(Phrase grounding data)
::::::
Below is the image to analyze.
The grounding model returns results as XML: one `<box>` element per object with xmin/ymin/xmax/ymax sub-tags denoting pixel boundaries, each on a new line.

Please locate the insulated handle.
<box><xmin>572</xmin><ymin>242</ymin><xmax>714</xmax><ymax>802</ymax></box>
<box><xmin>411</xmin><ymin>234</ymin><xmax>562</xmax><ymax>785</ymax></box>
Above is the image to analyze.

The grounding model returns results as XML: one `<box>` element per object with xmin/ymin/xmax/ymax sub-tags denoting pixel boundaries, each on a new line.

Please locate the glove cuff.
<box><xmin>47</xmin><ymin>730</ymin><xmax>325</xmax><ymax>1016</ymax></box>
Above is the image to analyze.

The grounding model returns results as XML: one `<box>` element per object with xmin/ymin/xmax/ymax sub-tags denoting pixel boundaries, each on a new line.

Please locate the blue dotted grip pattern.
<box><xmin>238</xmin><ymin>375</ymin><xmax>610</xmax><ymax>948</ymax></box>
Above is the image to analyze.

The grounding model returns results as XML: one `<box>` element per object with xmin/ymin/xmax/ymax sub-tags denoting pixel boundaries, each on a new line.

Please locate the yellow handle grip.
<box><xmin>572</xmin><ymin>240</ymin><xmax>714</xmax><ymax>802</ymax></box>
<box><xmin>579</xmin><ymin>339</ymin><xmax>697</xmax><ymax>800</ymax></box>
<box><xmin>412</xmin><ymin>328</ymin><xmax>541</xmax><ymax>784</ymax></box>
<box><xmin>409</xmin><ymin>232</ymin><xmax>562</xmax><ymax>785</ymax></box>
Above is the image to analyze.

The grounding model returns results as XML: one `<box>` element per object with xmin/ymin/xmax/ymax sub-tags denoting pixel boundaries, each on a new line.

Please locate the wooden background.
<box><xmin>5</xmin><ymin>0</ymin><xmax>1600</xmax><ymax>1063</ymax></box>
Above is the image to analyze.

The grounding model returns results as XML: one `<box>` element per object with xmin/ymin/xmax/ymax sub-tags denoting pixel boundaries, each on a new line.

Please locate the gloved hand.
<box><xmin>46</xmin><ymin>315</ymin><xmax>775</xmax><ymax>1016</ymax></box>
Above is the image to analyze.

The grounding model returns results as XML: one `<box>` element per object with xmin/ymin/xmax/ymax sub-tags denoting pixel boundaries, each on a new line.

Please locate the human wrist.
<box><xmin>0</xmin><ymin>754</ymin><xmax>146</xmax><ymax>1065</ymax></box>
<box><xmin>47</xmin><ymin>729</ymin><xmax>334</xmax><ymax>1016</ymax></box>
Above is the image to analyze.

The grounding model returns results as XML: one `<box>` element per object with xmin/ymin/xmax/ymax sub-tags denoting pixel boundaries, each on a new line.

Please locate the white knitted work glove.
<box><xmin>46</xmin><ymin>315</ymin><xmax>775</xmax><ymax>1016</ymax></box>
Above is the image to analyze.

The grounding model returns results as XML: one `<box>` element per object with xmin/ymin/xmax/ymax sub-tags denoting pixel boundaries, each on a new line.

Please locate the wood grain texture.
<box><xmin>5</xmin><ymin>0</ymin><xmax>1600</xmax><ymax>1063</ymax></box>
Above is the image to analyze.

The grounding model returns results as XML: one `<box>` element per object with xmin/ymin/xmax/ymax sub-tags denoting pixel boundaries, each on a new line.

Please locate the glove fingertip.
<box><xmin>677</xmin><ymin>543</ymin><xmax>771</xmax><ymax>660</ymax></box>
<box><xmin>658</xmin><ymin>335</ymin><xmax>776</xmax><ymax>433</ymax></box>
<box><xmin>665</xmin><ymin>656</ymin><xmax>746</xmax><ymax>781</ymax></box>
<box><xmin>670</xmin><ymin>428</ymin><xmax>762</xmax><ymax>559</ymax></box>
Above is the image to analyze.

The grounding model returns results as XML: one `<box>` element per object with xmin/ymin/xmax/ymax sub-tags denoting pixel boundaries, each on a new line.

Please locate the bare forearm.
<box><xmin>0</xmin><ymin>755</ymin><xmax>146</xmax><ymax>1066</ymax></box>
::::::
◆ **Prompt**: The entries above must be output exactly, with every line preserved.

◆ **Answer for the task**:
Below is the image to analyze.
The grounding model returns results as XML: one `<box>` element per object with xmin/ymin/xmax/ymax sub-tags denoting pixel boundaries, each on a new line.

Please locate the insulated handle.
<box><xmin>572</xmin><ymin>242</ymin><xmax>714</xmax><ymax>802</ymax></box>
<box><xmin>411</xmin><ymin>234</ymin><xmax>562</xmax><ymax>785</ymax></box>
Above is the image to analyze.

The grounding model returns results as XML: one `<box>` element per object with xmin/ymin/xmax/ymax sub-tags denoting pixel boundaries, each on a new line.

Please locate the glove cuff.
<box><xmin>47</xmin><ymin>730</ymin><xmax>325</xmax><ymax>1016</ymax></box>
Above is the image to analyze.

The grounding model returns results as XML: one `<box>` element per object with xmin/ymin/xmax/ymax sub-tags denoting pixel boundaries, each on a new line.

Please locate the blue dotted grip pattern.
<box><xmin>238</xmin><ymin>375</ymin><xmax>610</xmax><ymax>948</ymax></box>
Above is the image to analyze.

The grounding model returns results as XML: one `<box>` element per object with xmin/ymin/xmax/ymax sub-tags denoting pixel boundaries, each on a new line.

Please locate the yellow handle grip.
<box><xmin>572</xmin><ymin>240</ymin><xmax>714</xmax><ymax>802</ymax></box>
<box><xmin>579</xmin><ymin>339</ymin><xmax>697</xmax><ymax>800</ymax></box>
<box><xmin>412</xmin><ymin>328</ymin><xmax>541</xmax><ymax>784</ymax></box>
<box><xmin>409</xmin><ymin>232</ymin><xmax>562</xmax><ymax>785</ymax></box>
Above is the image to analyze.

The grounding model returns results as XML: one `<box>` element per object with xmin/ymin/xmax/ymax sub-tags denoting pixel boundaries, each on a new line.

Please locate the wooden background.
<box><xmin>5</xmin><ymin>0</ymin><xmax>1600</xmax><ymax>1063</ymax></box>
Above is the image to analyze.

The grounding model returns results as XML: one `<box>` element per object with xmin/ymin/xmax/ymax sub-tags denoting pixel boundaries, each on a new line.

Please locate the gloved hand.
<box><xmin>46</xmin><ymin>315</ymin><xmax>775</xmax><ymax>1016</ymax></box>
Above is the image to analyze.

The grounding model returns results as XML: one `<box>` element per object with xmin/ymin/xmax/ymax sub-tags denoting pixel boundaries, each on a new line.

Please locate the human wrist.
<box><xmin>0</xmin><ymin>754</ymin><xmax>146</xmax><ymax>1065</ymax></box>
<box><xmin>47</xmin><ymin>729</ymin><xmax>334</xmax><ymax>1016</ymax></box>
Above is the image to analyze.

The grounding model returns results as XML: one `<box>` element per object with xmin/ymin/xmax/ymax sub-tags denoting pixel boundaries, each on a new line.

Please locate the white knitted work glove.
<box><xmin>46</xmin><ymin>315</ymin><xmax>775</xmax><ymax>1016</ymax></box>
Above is the image to analyze.

The grounding model returns results as XML: one `<box>` element per object with xmin/ymin/xmax/ymax sub-tags denoting pixel boundaries, each on a new line.

Please locate the wood grain texture.
<box><xmin>5</xmin><ymin>0</ymin><xmax>1600</xmax><ymax>1063</ymax></box>
Above is the image to analyze.

The grounding model returns results as XML: one `<box>` element per object with xmin/ymin/xmax/ymax sub-tags denoting pixel boundaries, each on a new line.

Please locate the glove fingertip.
<box><xmin>677</xmin><ymin>543</ymin><xmax>771</xmax><ymax>660</ymax></box>
<box><xmin>658</xmin><ymin>335</ymin><xmax>776</xmax><ymax>433</ymax></box>
<box><xmin>665</xmin><ymin>656</ymin><xmax>746</xmax><ymax>781</ymax></box>
<box><xmin>670</xmin><ymin>428</ymin><xmax>762</xmax><ymax>559</ymax></box>
Above is the image to analyze.

The grounding model returns results as XML: one `<box>` element per object with xmin/ymin/xmax/ymax sub-tags denoting pixel boundaries, each on a new line.

Please locate the bare forearm.
<box><xmin>0</xmin><ymin>755</ymin><xmax>146</xmax><ymax>1066</ymax></box>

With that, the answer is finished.